→ **Text for analysis**:
I wonder if this will be one of those situations where because everyone else does the wrong thing, the people that try to do the right thing actually end up worse of. Mostly because if models will not be trained on european data, the internet and cultural hegemony of the US will go into overdrive with all models churning out only US-centric views.
IMHO when the gap is too wide it sticks differently, it creates a caricature or an utopia in a similar way how Hollywood created an imaginary US utopia everywhere in the world or how the Anime culture created a caricature of Japanese people.
I don't know if it is good or bad thing in total. I remember idealising the USA as a teenager, not only its technological might but imagining that everybody lives in large detached homes only later to find out that Americans who live like that can't do anything without a car, don't have groceries, restaurants, cafes, museums, cinemas in walking distance.
My bet is that it will simply stick differently and will create an image of America through which Europeans will reflect on themselves and have conversations about how things can be done differently.
I don't believe that hearing different viewpoints automatically makes you to subscribe to them and that's why I'm very ant-censorship and I think it's a mistake to block or remove content from the internet. Real people don't get influenced the way priests influence villagers in Age of Empires 2.
Actually, I think a bit of cultural decoupling from the US will have positive effects as the US itself is in cultural crisis.
> the internet and cultural hegemony of the US will go into overdrive with all models churning out only US-centric views
I saw a fascinating outcome of this at a conference recently. Polish speaker made an IRS joke to a room full of Europeans at a conference in Europe. Everyone got it.

→ **Dataset extract**:
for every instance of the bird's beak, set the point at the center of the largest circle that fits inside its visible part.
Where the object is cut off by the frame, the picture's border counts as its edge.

→ **Work to complete**:
In the forum thread on US cultural influence, what kind of joke did the Polish speaker make at the conference in Europe?

→ **The completed task**:
An IRS joke.